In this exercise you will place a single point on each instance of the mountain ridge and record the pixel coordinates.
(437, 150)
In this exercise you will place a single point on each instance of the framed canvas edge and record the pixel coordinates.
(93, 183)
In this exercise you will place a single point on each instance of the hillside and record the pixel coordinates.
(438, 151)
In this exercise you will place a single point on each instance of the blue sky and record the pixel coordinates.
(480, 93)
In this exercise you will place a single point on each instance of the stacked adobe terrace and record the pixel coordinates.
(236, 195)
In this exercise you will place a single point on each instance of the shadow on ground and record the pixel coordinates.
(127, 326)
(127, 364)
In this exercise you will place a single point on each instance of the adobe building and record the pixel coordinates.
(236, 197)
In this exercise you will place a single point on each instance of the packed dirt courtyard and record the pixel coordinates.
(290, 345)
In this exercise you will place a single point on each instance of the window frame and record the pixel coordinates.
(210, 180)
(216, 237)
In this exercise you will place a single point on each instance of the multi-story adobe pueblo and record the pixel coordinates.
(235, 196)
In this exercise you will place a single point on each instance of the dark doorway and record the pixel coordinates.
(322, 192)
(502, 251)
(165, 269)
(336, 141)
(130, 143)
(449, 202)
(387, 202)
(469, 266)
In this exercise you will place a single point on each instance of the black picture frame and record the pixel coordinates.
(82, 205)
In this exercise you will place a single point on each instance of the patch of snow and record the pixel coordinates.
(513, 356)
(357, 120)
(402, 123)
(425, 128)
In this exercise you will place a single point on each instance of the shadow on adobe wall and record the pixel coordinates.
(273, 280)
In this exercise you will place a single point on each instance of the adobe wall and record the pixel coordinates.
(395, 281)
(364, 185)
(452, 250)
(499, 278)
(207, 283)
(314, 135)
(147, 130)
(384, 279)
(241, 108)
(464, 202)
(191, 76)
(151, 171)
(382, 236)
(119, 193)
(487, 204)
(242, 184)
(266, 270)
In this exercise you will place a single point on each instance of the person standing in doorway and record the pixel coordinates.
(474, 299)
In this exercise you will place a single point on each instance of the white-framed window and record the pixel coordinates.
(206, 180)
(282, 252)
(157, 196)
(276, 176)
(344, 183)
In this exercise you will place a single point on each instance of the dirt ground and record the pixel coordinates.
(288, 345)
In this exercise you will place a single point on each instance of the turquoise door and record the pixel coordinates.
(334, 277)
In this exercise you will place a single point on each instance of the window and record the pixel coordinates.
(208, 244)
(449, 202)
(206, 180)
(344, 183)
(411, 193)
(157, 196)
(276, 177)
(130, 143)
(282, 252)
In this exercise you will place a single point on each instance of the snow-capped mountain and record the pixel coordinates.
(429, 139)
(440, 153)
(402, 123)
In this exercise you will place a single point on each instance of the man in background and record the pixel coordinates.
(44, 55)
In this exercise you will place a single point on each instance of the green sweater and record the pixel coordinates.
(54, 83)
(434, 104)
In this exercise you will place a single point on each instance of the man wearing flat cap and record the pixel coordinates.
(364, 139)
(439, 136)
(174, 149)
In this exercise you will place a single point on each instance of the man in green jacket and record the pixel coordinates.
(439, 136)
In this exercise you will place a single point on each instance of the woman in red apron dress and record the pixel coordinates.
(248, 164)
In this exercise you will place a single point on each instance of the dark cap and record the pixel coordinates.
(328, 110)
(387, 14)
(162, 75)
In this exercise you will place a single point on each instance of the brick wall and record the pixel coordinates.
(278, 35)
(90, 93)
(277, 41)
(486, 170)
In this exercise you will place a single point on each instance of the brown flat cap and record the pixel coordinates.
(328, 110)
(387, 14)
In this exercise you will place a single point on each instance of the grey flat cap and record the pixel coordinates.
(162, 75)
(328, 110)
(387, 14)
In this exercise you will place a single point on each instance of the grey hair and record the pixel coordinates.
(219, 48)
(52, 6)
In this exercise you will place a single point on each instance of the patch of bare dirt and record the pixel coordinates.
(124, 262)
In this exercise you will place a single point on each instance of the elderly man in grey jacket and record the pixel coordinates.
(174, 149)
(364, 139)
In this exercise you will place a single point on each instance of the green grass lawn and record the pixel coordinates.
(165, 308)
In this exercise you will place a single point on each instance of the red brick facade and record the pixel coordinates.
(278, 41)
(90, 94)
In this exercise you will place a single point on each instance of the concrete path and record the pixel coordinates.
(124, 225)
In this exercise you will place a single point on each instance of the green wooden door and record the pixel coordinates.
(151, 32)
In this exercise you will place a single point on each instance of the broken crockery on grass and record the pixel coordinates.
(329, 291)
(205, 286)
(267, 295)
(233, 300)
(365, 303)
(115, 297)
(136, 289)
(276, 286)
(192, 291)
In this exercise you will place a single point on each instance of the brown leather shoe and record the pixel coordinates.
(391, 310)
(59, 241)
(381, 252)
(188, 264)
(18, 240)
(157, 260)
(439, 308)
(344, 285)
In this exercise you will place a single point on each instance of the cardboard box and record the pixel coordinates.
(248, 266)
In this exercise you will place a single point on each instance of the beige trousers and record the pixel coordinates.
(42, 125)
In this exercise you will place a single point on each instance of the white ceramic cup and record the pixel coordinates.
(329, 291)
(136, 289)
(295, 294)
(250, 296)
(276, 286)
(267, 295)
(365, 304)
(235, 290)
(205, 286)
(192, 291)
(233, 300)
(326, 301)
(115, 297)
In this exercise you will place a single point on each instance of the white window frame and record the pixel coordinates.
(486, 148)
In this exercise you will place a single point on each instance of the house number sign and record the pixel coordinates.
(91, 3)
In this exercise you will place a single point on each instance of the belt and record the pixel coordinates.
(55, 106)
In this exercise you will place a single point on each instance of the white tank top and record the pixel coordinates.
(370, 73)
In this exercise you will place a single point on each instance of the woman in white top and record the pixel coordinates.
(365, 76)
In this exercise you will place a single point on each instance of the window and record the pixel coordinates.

++++++++

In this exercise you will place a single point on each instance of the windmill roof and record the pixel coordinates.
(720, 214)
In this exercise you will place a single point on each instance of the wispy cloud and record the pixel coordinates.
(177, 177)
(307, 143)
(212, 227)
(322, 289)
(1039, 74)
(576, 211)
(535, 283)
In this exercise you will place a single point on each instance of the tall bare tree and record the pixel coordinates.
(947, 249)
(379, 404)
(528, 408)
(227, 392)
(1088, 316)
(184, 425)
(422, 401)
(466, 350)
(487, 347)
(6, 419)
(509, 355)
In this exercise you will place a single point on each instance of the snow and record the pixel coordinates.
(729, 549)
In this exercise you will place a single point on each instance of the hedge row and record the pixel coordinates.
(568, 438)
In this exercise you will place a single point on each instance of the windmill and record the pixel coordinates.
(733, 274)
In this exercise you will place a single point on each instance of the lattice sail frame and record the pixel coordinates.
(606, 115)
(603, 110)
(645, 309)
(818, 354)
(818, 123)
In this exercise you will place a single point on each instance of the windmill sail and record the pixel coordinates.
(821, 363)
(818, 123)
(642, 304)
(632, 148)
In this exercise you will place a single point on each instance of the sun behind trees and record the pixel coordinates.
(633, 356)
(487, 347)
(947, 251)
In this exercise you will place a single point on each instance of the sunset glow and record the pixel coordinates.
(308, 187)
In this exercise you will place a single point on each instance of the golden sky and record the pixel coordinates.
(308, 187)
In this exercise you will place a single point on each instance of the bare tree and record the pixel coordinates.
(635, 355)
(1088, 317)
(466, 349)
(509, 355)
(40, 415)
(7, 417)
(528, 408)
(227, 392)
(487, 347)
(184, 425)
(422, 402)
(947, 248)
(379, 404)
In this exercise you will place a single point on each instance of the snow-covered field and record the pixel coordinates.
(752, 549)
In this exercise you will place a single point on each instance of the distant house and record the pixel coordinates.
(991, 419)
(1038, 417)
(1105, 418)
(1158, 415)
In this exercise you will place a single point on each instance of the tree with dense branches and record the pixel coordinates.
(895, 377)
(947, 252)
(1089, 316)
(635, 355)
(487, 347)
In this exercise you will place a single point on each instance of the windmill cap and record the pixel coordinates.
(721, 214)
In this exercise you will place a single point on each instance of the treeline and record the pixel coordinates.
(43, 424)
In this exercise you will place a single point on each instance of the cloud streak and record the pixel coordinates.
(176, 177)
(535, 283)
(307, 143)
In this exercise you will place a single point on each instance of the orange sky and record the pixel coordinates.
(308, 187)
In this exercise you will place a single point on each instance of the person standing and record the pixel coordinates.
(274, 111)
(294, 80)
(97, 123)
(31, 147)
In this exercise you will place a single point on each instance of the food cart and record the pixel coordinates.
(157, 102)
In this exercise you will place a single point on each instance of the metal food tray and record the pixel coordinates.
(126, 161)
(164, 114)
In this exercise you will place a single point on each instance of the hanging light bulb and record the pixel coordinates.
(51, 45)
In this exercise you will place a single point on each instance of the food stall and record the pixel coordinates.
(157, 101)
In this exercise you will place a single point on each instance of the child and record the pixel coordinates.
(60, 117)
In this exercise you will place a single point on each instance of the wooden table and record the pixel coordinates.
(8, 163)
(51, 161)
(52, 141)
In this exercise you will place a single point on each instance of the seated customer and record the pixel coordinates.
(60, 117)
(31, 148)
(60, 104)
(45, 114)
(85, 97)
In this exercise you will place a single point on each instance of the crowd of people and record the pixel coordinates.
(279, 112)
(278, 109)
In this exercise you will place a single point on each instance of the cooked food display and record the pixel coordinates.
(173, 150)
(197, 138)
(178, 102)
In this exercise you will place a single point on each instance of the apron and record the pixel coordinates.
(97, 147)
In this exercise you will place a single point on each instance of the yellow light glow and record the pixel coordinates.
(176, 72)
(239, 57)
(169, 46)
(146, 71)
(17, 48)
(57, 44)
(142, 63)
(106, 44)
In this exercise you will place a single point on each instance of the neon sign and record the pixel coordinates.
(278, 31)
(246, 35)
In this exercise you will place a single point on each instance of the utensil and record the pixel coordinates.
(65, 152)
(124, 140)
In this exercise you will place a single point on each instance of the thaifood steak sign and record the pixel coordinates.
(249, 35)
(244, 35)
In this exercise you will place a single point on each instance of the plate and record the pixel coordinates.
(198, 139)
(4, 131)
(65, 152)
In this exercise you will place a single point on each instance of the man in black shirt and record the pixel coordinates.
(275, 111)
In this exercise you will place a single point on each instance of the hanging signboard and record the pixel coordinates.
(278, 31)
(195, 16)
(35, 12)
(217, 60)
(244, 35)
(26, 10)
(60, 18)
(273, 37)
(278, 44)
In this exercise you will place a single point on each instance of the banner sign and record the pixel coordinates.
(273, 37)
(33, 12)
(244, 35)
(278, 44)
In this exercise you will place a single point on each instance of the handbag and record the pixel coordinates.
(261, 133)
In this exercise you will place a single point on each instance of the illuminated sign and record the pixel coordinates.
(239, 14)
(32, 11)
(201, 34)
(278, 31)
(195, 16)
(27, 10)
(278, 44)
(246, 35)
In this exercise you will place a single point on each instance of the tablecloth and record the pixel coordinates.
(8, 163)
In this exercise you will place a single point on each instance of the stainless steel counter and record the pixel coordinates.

++++++++

ABOUT THIS TASK.
Within the material above, extract exactly the lines that start at the line containing "steak sign and record the pixel coordinates." and stop after the line containing "counter and record the pixel coordinates.", and only those.

RESPONSE.
In this exercise you will place a single point on each instance of the thaifood steak sign and record the pixel coordinates.
(249, 35)
(244, 35)
In this exercise you will place a single point on each instance of the plate and record the pixel coordinates.
(198, 139)
(4, 131)
(65, 152)
In this exercise you will place a single point on each instance of the man in black shirt and record the pixel coordinates.
(275, 111)
In this exercise you will place a single point on each instance of the hanging signboard and record the pixel coordinates.
(278, 31)
(195, 16)
(35, 12)
(217, 60)
(244, 35)
(26, 10)
(60, 18)
(273, 37)
(278, 44)
In this exercise you will place a single point on each instance of the banner sign and record the pixel coordinates.
(273, 37)
(33, 12)
(244, 35)
(278, 44)
In this exercise you will place a single point on each instance of the handbag and record the pixel coordinates.
(261, 133)
In this exercise you will place a single point on each instance of the illuminated sign and record the pixel coordinates.
(239, 14)
(32, 11)
(201, 34)
(278, 31)
(195, 16)
(27, 10)
(278, 44)
(246, 35)
In this exercise you will place a single point on each instance of the tablecloth and record the pixel coordinates.
(8, 163)
In this exercise you will place a single point on each instance of the stainless steel counter and record the pixel coordinates.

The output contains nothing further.